::: AUSGANGSTEXT :::
Êzîdîsche Flüchtlinge in Diyarbekir auf dem Weg zu den Bussen, die sie zur bulgarischen Grenze bringen sollen
Êzîdîsche Flüchtlinge in Diyarbekir auf dem Weg zu den Bussen, die sie zur bulgarischen Grenze bringen sollen


Diyarbekir. Tausende êzîdîsche Flüchtlinge in der Türkei befinden sich seit gestern Abend auf dem Weg zur bulgarischen Grenze. Vor allem aus dem Flüchtlingslager in Diyarbekir strömen die Êzîden zu den Bussen, die sie zur Grenze befördern sollen. Hunderte weitere in den Lagern von Batman und Nusaybin wurden bereits gestern von türkischen Sicherheitskräften daran gehindert. In einem von Aktivisten veröffentlichten Schreiben erklären Verantwortliche der Flüchtlinge ihre Beweggründe.

Darin heißt es unter anderem, dass „eine Rückkehr in die Heimat nicht länger eine Option“ sei. Zu groß sei das „Ausmaß des Schadens durch die genozidale Kampagne an unserem Volk“, die keine Rückkehr in die Heimat zulasse. Am 3. August 2014 massakrierten Terroristen des „Islamischen Staats“ über 5.000 Êzîden – viele von ihnen vor den Augen ihrer Angehörigen. Bis zu 7.000 Frauen, Kinder und Mädchen wurden entführt und versklavt. Täglich werden sie vergewaltigt, mehrfach. Die UN-Menschenrechtskommission spricht von Völkermord.

Êzîdîsche Flüchtlinge in Diyarbekir warten auf Busse, die sie zur bulgarischen Grenze bringen sollen
Êzîdîsche Flüchtlinge in Diyarbekir warten auf Busse, die sie zur bulgarischen Grenze bringen sollen


„Zehn Monate sind vergangen, das Schicksal der überwiegenden Mehrheit der Gefangenen ist weiterhin ungewiss. Der „IS“ hat die Häuser der Êzîden geplündert und sakrale Bauten der Êzîden zerstört. Die Absicht des „IS“ ist die vollkommene Vernichtung des êzîdîschen Volkes, seiner Religion und Kultur“, heißt es weiter.
::: AUSZÜGE DER EINTRÄGE :::
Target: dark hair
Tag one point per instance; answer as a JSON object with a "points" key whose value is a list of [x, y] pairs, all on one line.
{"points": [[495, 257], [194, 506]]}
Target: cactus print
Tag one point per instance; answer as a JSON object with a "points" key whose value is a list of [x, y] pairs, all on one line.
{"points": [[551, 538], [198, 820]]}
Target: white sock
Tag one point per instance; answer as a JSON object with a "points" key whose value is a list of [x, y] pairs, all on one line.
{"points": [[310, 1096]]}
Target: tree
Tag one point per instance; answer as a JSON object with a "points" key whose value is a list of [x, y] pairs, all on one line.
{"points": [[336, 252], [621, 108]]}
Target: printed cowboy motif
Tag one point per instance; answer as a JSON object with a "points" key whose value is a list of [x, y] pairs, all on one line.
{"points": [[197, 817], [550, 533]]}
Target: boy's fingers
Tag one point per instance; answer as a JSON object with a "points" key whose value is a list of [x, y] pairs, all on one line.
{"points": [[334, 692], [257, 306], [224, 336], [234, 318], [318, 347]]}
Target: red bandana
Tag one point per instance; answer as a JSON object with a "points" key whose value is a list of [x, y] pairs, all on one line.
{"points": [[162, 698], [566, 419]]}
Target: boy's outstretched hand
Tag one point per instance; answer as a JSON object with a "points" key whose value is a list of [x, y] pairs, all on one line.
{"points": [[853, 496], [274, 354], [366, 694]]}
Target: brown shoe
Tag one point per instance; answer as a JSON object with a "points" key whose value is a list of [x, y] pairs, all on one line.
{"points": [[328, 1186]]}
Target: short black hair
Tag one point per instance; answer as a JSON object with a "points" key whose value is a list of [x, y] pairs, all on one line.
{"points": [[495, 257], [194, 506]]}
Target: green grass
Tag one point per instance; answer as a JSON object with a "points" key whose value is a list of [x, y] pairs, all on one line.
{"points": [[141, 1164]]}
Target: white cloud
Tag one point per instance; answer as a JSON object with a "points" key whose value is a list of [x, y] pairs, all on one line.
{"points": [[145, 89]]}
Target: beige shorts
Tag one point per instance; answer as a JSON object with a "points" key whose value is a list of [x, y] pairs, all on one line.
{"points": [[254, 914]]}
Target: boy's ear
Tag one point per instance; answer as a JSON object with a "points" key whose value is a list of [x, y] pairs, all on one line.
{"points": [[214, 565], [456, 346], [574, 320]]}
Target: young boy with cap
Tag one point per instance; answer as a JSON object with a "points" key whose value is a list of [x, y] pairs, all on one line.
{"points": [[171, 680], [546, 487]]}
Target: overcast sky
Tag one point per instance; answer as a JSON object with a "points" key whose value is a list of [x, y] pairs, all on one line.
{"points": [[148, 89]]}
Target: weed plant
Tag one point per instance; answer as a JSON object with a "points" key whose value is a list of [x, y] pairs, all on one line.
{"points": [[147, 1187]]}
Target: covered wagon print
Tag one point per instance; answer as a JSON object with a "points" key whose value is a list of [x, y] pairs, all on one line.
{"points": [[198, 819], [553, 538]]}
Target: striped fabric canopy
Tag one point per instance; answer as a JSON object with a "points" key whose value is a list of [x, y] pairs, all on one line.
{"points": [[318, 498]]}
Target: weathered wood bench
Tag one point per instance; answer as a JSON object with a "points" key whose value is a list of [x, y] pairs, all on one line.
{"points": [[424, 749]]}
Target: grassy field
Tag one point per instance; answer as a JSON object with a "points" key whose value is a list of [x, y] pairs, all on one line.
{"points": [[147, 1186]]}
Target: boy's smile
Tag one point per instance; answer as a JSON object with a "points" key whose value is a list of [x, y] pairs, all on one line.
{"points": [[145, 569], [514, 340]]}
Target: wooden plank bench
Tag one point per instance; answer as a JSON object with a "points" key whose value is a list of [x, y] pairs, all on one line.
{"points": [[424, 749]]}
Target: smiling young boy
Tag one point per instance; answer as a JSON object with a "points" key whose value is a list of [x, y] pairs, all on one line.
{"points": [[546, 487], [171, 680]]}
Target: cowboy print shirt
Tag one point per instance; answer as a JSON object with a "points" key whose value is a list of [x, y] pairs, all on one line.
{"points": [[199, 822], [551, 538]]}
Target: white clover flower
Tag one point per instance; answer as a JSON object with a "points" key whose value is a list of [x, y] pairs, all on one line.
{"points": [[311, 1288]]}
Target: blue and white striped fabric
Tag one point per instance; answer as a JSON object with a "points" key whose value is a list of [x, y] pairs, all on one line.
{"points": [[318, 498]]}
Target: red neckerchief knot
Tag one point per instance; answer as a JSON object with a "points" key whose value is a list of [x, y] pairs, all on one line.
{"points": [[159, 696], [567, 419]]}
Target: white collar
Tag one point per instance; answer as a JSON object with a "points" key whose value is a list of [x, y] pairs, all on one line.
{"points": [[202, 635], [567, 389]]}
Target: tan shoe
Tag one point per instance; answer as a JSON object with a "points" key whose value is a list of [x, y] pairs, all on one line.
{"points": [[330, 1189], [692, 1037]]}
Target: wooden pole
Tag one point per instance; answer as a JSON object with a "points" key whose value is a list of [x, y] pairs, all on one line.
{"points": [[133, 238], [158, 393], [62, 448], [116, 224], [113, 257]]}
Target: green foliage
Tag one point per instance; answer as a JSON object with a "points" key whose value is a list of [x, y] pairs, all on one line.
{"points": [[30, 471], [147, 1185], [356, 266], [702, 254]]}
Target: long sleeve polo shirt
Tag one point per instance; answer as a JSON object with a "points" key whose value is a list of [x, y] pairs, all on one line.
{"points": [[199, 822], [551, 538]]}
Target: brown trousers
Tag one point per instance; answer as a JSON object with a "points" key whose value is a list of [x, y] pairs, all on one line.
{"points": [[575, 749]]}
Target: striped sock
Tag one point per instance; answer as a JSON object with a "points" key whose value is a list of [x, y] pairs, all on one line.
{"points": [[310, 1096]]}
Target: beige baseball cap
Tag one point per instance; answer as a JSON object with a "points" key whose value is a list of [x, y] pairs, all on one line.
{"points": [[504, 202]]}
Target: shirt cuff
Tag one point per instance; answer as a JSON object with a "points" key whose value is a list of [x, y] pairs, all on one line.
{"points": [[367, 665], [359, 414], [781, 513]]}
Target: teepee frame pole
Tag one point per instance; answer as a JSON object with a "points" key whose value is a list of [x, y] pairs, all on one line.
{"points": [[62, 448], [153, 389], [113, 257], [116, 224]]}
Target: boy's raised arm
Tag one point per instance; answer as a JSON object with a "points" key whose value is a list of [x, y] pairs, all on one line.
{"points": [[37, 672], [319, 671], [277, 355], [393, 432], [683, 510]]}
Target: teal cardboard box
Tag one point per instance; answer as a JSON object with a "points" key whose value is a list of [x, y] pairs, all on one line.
:::
#### AUFGABEN:
A: Schreibe den Abschnitt des Berichts über die êzîdîschen Flüchtlinge, der bei „Darin heißt es“ beginnt und mit „spricht von Völkermord.“ endet, noch einmal ab und tausche dabei „Völkermord“ gegen „Genozid“ aus.
B: Führe den Bericht über die êzîdîschen Flüchtlinge im Anschluss an seinen letzten Satz weiter.
Die Einträge stammen aus einer anderen Quelle als der Bericht.

#### LÖSUNGEN:
A:
Darin heißt es unter anderem, dass „eine Rückkehr in die Heimat nicht länger eine Option“ sei. Zu groß sei das „Ausmaß des Schadens durch die genozidale Kampagne an unserem Volk“, die keine Rückkehr in die Heimat zulasse. Am 3. August 2014 massakrierten Terroristen des „Islamischen Staats“ über 5.000 Êzîden – viele von ihnen vor den Augen ihrer Angehörigen. Bis zu 7.000 Frauen, Kinder und Mädchen wurden entführt und versklavt. Täglich werden sie vergewaltigt, mehrfach. Die UN-Menschenrechtskommission spricht von Genozid.

B:
„Der „IS“ handelt mit den êzîdîschen Frauen auf Sklavenmärkten für wenige US-Dollar. Jede êzîdîsche Frau in Syrien und im Irak ist jetzt „Teil“ des Sklaven-Projekts und fürchtet um ihr Leben, jedes êzîdîsches Kind schläft mit der Angst, in die Hände der Terroristen zu fallen und auf einem Sklavenmarkt verkauft zu werden“. Wie realistisch dieses Szenario ist, zeigt ein Ereignis am gestrigen Tage. Über 40 versklavte êzîdîsche Frauen wurden erneut von der Terrormiliz IS in Syrien verkauft.

Êzîdîsche Flüchtlinge in der Türkei; auch diese Mutter und ihre Kinder versuchen auf legalem Weg nach Bulgarien zu kommen
Êzîdîsche Flüchtlinge in der Türkei; auch diese Mutter und ihre Kinder versuchen auf legalem Weg nach Bulgarien zu kommen

Die Aktivisten fordern und rufen die Europäische Union daher auf, die Massenmigration der Êzîden aus Shingal zu dulden. Auf legalem Weg wolle man nun nach Bulgarien und dort aufgenommen werden.

„Die êzîdîschen Kinder verdienen Sicherheit, Bildung, das Streben nach Glück, Freiheit und ein Leben in Würde. Unsere Kinder leben unter harschen Bedingungen, die sich stetig verschlechtern“, heißt es in der Mitteilung weiter.

„Wir hoffen, dass die internationale Gemeinschaft der Verantwortung nachkommt, unsere Gemeinschaft vor dem Aussterben zu retten. Die Meisten unserer Leute haben die Hoffnung auf eine Rückkehr in ihre Heimat verloren; insbesondere angesichts der Sicherheitslage, der politischen und humanitären Herausforderungen in Shingal und der Ninewa-Ebene“, heißt es weiter.

In der Türkei sind rund 30.000 der insgesamt über 400.000 êzîdîschen Flüchtlinge untergekommen. Und selbst aus dem Irak, aus den kurdischen Regionen flüchten monatlich mehrere tausend Êzîden in die Türkei und versuchen von dort aus in die EU zu kommen. Seit dem Völkermord der Terrormiliz IS befindet sich jeder zweite Êzîde auf der Flucht.